>> begin STORED DATA
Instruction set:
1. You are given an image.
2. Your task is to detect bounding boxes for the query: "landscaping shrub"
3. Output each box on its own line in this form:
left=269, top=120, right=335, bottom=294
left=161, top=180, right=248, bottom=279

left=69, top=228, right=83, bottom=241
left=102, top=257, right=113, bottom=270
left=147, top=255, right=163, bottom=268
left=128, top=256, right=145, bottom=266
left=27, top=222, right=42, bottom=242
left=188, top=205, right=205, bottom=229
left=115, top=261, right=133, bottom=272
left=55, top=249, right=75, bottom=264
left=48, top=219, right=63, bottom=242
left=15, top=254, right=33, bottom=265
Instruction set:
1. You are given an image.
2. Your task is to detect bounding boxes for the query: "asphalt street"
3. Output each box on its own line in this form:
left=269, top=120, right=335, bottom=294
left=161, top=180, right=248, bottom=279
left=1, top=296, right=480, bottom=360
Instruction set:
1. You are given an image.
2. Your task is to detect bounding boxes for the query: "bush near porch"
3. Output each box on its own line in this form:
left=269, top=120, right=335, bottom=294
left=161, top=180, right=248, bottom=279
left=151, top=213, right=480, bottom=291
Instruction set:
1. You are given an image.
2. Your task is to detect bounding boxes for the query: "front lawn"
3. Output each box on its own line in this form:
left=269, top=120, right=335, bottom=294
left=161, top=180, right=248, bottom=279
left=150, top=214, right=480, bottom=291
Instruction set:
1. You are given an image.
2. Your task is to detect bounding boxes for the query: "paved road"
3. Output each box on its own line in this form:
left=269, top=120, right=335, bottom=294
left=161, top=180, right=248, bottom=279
>> end STORED DATA
Rewrite the material above, switching "bounding boxes" to "enclosing boxes" wherever it appears and leaving everything else unchanged.

### [EXERCISE OUTPUT]
Instruction set:
1. You are given an image.
2. Your task is to detect enclosing boxes for the query: "landscaping shrub"
3. Output each box on its own line in this form:
left=269, top=120, right=335, bottom=294
left=161, top=180, right=248, bottom=279

left=69, top=228, right=83, bottom=241
left=102, top=257, right=113, bottom=270
left=147, top=255, right=163, bottom=268
left=128, top=256, right=145, bottom=266
left=27, top=222, right=42, bottom=242
left=188, top=205, right=205, bottom=229
left=115, top=261, right=133, bottom=272
left=55, top=249, right=75, bottom=264
left=48, top=219, right=63, bottom=242
left=15, top=254, right=33, bottom=265
Instruction set:
1. You are given an image.
2. Your task is to detect enclosing boxes for the query: "asphalt street"
3. Output each box on its own line in this form:
left=269, top=120, right=335, bottom=294
left=161, top=180, right=248, bottom=279
left=1, top=296, right=480, bottom=360
Instruction set:
1. You are given an image.
2. Your task is to detect enclosing boxes for the query: "bush near porch"
3. Output each box on its own line in this form:
left=269, top=120, right=335, bottom=294
left=161, top=180, right=248, bottom=279
left=151, top=213, right=480, bottom=291
Instruction set:
1. You are given an image.
2. Your task is to detect enclosing boxes for the query: "front lawn"
3. Output each box on its own line in this form:
left=269, top=120, right=335, bottom=294
left=161, top=180, right=248, bottom=279
left=150, top=214, right=480, bottom=291
Instruction set:
1. You are given an image.
2. Your task is to detect enclosing boxes for the query: "paved road"
3. Output each box on its own line in this form:
left=269, top=120, right=335, bottom=294
left=161, top=180, right=248, bottom=279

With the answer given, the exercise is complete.